Teks Dokumen
┌──
Beliau adalah salah
seorang ulama Nadlatul Ulama Sulawesi Selatan yang cukup dikenal. Sepak
terjangnya di medan dakwah sejak muda usia membuatku senantiasa terkagum dan
tak pernah bosan untuk terus mendengarkan kisah yang sama yang dilantunkan oleh
nenek kepadaku. Sejak kecil aku memang sangat dekat dengan nenek. Bahkan, aku
pernah berpikir kalau aku anak paling beruntung sedunia karena mempunyai dua
ibu. Setelah agak besar barulah aku menyadari kalau yang selama ini kupanggil
dengan sebutan ”mama aji” sebetulnya adalah nenekku, ibu dari ibuku.
Aku tak pernah lupa,
usai mendengarkan cerita nenek maka di
kepala mungilku akan terbayang bagaimana kakek di waktu muda membawa keluarga
kecilnya berhijrah dari tanah kelahiran nenek, tempat tinggal mereka selama
ini. Kubayangkan bagaimana kakek, nenek serta keempat anak mereka yang masih kecil-kecil
itu kemudian bersembunyi dan mencari cara agar lolos bisa dari kejaran.
Keselamatan kakek
sedang terancam. Kakek yang dipanggil “Tuan Guru” dengan semangat mudanya memang
seorang aktivis dakwah yang senantiasa menyiarkan agama islam di tanah yang
mayoritas dihuni oleh non muslim. Tak heran bila kemudian para kuffar itu menginginkan nyawanya untuk menghentikan penyebaran
agama mulia ini.
Alhamdulillah, berkat
pertolongan Allah Azza wa Jalla dengan dibantu oleh sesama jama’ah kakek
berhasil menyelamatkan diri. Keluarga kecil itu tak membawa apa-apa selain
hanya pakaian yang melekat di badan. Seluruh harta warisan nenek yang melimpah
tak satupun dibawa. Seluruh harta itu ditinggal, salah satunya dengan tujuan
agar perhatian kaum kuffar itu sedikit teralihkan sehingga kakek sekeluarga
dapat sedikit lebih leluasa meneruskan pelariannya.
└──
Masukan Tugas Ini
┌──
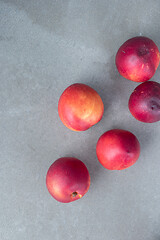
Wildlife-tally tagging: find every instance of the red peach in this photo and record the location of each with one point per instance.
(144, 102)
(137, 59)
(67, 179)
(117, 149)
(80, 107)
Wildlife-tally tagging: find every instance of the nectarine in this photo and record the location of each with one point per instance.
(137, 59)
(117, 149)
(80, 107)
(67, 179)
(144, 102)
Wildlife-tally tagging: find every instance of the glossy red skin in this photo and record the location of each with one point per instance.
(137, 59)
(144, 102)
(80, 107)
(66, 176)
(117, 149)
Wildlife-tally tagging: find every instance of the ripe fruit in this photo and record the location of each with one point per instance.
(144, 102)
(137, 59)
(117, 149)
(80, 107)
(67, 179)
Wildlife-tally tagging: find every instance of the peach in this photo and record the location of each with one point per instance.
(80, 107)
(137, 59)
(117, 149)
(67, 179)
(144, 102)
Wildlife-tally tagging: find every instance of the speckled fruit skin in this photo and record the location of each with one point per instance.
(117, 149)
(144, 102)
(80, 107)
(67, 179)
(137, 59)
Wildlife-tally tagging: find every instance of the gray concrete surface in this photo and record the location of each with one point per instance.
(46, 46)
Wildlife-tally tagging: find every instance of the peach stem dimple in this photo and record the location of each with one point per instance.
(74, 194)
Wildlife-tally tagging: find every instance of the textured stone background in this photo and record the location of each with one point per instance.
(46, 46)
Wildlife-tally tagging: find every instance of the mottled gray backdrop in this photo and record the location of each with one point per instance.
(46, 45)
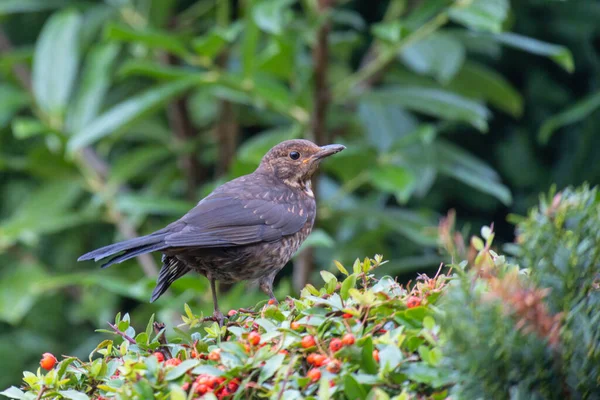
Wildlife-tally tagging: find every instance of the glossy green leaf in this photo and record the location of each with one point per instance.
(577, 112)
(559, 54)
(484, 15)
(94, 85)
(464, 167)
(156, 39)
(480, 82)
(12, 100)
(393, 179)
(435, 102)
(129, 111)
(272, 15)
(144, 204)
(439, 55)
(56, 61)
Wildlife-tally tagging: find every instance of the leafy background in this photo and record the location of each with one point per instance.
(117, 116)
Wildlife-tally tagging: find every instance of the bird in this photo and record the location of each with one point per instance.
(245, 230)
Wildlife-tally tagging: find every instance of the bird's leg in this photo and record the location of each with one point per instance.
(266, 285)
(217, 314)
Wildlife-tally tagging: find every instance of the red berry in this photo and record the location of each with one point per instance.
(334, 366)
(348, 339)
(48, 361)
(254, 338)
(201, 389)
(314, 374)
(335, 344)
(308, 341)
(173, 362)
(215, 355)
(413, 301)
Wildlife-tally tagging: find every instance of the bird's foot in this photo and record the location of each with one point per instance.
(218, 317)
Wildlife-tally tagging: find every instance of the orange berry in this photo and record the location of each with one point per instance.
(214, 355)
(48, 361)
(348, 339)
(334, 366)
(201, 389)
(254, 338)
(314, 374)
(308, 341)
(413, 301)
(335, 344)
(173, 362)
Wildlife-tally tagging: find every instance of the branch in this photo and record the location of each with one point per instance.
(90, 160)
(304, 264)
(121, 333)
└──
┌──
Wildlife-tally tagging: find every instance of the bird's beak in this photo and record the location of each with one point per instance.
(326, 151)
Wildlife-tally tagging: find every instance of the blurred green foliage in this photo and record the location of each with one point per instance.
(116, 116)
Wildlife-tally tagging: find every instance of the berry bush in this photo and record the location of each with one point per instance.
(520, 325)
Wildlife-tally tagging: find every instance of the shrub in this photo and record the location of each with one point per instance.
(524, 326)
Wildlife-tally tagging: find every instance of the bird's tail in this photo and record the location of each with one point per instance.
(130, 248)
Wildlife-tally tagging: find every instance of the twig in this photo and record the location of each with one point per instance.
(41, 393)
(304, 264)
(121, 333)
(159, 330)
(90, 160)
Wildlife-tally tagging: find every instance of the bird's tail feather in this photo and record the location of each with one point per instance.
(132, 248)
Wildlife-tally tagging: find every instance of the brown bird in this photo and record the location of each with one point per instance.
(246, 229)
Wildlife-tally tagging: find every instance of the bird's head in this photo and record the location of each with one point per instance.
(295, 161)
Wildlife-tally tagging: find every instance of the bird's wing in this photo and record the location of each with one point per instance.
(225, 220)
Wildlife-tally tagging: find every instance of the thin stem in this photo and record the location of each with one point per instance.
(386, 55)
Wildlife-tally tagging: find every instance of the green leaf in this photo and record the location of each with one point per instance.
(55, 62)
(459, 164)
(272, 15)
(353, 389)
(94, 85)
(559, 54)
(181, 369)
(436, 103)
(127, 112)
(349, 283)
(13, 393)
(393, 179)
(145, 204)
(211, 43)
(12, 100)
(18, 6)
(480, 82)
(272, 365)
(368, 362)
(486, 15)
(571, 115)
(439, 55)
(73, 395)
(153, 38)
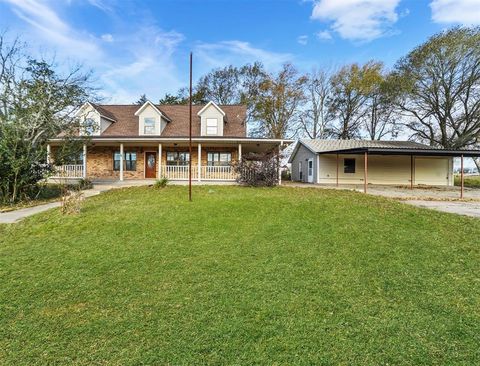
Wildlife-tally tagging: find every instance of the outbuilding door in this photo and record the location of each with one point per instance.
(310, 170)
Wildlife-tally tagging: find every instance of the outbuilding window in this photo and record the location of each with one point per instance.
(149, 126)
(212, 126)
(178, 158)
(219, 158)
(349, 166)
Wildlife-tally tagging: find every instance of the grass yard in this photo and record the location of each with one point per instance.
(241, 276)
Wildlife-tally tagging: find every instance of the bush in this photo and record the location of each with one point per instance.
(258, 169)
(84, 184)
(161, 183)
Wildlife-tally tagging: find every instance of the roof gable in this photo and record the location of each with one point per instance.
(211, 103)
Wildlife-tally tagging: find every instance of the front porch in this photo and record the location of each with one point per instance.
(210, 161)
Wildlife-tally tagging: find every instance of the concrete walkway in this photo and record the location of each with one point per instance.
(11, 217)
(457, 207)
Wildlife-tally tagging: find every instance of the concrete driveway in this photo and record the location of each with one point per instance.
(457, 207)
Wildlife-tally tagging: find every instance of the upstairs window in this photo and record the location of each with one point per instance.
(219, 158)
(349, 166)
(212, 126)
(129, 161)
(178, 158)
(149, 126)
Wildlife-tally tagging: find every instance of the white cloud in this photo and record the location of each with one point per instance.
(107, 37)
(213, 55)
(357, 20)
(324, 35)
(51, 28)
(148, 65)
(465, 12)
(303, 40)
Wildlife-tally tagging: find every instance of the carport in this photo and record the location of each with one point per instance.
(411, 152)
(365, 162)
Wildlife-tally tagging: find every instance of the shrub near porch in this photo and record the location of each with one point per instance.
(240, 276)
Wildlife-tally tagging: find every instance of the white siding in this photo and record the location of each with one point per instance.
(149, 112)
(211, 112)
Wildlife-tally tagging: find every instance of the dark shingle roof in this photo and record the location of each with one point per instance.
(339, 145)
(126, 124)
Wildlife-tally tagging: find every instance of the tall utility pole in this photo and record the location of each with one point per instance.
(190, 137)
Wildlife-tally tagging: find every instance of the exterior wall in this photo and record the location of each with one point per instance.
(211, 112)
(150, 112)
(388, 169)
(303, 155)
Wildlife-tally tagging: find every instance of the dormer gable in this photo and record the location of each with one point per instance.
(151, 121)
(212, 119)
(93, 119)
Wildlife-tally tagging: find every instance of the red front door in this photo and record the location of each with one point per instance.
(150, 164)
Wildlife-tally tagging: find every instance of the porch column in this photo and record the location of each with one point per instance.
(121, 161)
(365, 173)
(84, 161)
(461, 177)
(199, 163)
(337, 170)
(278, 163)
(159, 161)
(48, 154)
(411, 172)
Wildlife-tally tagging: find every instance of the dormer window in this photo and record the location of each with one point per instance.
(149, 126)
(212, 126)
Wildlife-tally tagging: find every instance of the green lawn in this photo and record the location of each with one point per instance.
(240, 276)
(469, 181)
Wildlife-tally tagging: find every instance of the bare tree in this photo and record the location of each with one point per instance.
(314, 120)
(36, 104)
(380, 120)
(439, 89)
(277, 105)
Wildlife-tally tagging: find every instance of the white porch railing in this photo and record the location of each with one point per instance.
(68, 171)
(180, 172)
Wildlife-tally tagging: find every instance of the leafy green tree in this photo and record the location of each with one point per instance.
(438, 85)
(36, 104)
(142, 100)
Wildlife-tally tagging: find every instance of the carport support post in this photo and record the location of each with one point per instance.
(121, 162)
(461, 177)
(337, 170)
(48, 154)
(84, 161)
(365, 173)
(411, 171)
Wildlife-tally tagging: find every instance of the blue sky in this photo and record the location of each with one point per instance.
└──
Petunjuk Latihan
a) Pada daftar di atas, tulis kembali baris-baris mulai dari baris yang memuat "the carport support" sampai dengan baris yang memuat "Wildlife-tally tagging: find every instance of the blue". Ganti "support post" dengan "pillar" dan biarkan bagian lain tetap sama.
b) Teruskan kisah tentang pelarian sang kakek dan keluarganya itu, mulai dari kalimat sesudah kalimat terakhir yang tertulis.

Jawaban Tiap Tugas
a)
Wildlife-tally tagging: find every instance of the carport pillar in this photo and record the location of each with one point per instance.
(121, 162)
(461, 177)
(337, 170)
(48, 154)
(84, 161)
(365, 173)
(411, 171)
Wildlife-tally tagging: find every instance of the blue sky in this photo and record the location of each with one point per instance.

b)
Dalam pelarian itu, salah
seorang anak mereka masih sangat mungil. Anak keempat itu masih bayi. Tak salah
bila kemudian bayi mungil itu diberi
nama Hajrah, yang berasal dari kata hijrah, yang berarti perpindahan.
Mulailah kakek
sekeluarga memulai hidup baru dari nol. Nenek yang terbiasa hidup dalam
gelimangan harta harus merasakan pahitnya hidup. Alhamdulillah, semua kesusahan
itu berhasil dilewati. Tahun-tahun suram itu telah pergi. Kini, keluarga kakek dapat menjalani hidup
lebih tenang dan kakek juga tetap bergelut di dunia dakwah.
Selama ini aku memang
sering berada di rumah kakek. Jarak rumah kami yang tidak terlalu jauh
memudahkanku untuk bolak-balik. Aku tahu kakek paling suka membaca. Beliau
sanggup membaca hingga larut malam. Terkadang beliau sampai tertidur di kursi
dan ketika tersadar kembali melanjutkan aktivitas membacanya. Selain itu beliau
juga rutin shalat malam. Usai shalat malam, kembali lanjut membaca.
Selain itu kakek juga sangat
disiplin. Beliau mempunyai buku agenda tempatnya mencatat semua kegiatannya.
Buku itu sangat dijaganya dan kami dilarang untuk menyentuhnya. Meski terkadang
karena penasaran aku suka mengintip apa saja yang menjadi agenda kakek.
“Aku ingin mati di atas
kendaraan yang membawaku berdakwah” kata-kata itu senantiasa terngiang di
telingaku. Kata-kata itu diucapkan ketika kami protes dengan kekerasan hatinya.
Bayangkan di usia yang menginjak delapan puluhan, beliau masih berkeliling dari
satu majelis ke majelis, dari satu masjid ke masjid. Beliau seorang diri
membawa vespa maupun mobil tuanya.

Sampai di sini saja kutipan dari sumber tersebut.